- [Письменное задание]:
Объясните, опираясь на эссе, почему Дядька Пашкевич изо всех сил старался писать так, чтобы его принимали за мужика. Уложитесь в одно–три предложения.

··· Текст ···

(с белорусского, эссе - глава из книги «Гамбургский счет Бахаревича»)
Алоизе Пашкевич больше подходит другой псевдоним: Дядька. Настолько ее поэзия мужская, агрессивная, безапелляционная, тяжелая, будто кулак на скуле - пусть меня и обвинят после этого признания в сексистской схизме. Даже в стихотворении «Деревенским женщинам» Тётка разговаривает с адресатками своих горьких слов как мужчина - которого случайно поставили во главе женской бригады и который понемногу проникается к подчиненным вынужденным сочувствием. Виновата здесь в первую очередь интонация — автор могла написать что угодно, между строк все равно читается только одно: "бедные вы мои бабы"! В остальных своих стихах Тётка похожа на боксера - который молотит кулаками, не разбирая, кто здесь соперник, кто зритель, кто судья: всех надо послать в нокаут, и как можно скорее. Причем исключительно из лучших побуждений. Впрочем, существует и женский бокс, но и он — забава, которую любят преимущественно мужчины.
"В таком бою только греться!"- говорит поэтесса, раскрасневшись и расстегнув верхнюю пуговицу — - "В таком бою только пасть!". В ложах заинтриговано наводят монокли. А вот еще. "Рука тверда, грудь закрыта, пора, сестры, порвать путы!". Суфражистки, наверное, выбивали эту мантру на пряжках своих солдатских ремней. Так и представляешь себе штурмовой отряд амазонок в полной экипировке. Впереди, на белом коне — вооруженная барышня. Ничего такая. Властным движением она приказывает сестрам немного выждать перед атакой. Самое время выяснить, кто она. Желательно пользуясь ее собственными словами.
"Кто, откуда ты, чего хочешь,
Чего воешь и шумишь?
То сквозь слезы нам смеешься,
То горишь вся и дрожишь?»
"Я - Дядька Пашкевич, Посланник, я вам хаты поразрушил", - говорит амазонка и дает сестрам сигнал - «пленных не брать».
"Там в оригинале, промежду прочим, не «сёстры», а «братцы», — подсказывает мне задремавшая память. Верно, "братцы". Дядька Пашкевич знал, что тот народ, который он так любил, вряд ли будет слушать «бабу», и изо всех сил старался писать так, чтобы его принимали за мужика. Каждое стихотворение Дядьки, каждая строчка пропитана сожалением и обидой на природу. Это не сексуальная, не гендерная обида, женственности своей Дядька не стеснялся – это половое недовольство было вызвано исключительно политическими соображениями. Для дела... Нет, не так: для священного Дела, для последнего Боя полезнее было бы родиться мужчиной. Дядька, как известно, был одним из основателей и членом Революционной Громады (1), фанатично преданный идее, он строго соблюдал партийную дисциплину и без колебаний был готов отдать жизнь за свободу народа:
«Сохнет грудь!

··· Исходные данные ···

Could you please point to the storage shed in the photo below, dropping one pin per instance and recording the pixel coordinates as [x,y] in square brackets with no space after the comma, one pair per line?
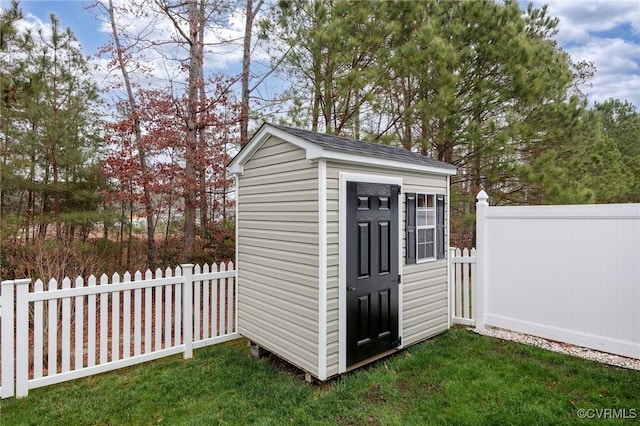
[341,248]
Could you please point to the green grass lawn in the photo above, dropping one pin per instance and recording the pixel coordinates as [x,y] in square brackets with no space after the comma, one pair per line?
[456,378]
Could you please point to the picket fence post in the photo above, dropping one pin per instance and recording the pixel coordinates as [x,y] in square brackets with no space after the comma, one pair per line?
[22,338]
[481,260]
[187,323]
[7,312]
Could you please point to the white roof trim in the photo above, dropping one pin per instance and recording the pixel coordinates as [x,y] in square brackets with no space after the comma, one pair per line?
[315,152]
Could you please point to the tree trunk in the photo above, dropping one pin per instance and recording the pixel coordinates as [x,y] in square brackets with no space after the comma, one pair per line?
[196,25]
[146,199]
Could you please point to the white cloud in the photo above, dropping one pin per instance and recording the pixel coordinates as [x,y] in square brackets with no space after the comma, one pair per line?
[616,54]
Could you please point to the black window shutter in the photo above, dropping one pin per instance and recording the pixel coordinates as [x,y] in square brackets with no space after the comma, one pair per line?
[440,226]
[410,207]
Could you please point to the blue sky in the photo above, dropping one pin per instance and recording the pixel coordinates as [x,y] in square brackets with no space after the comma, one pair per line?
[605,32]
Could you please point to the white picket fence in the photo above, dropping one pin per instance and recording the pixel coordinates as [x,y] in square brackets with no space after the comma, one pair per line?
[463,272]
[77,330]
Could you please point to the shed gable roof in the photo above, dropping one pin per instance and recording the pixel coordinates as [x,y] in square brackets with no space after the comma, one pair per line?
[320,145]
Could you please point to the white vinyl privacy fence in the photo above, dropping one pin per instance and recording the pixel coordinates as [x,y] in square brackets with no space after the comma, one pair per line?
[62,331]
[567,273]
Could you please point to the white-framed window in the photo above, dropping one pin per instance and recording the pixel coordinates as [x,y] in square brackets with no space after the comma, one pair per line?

···

- [Полный ответ]:
Дядька Пашкевич знал, что любимый им народ вряд ли станет слушать «бабу». Недовольство своим полом было вызвано исключительно политическими соображениями: для священного Дела, для последнего Боя полезнее было бы родиться мужчиной.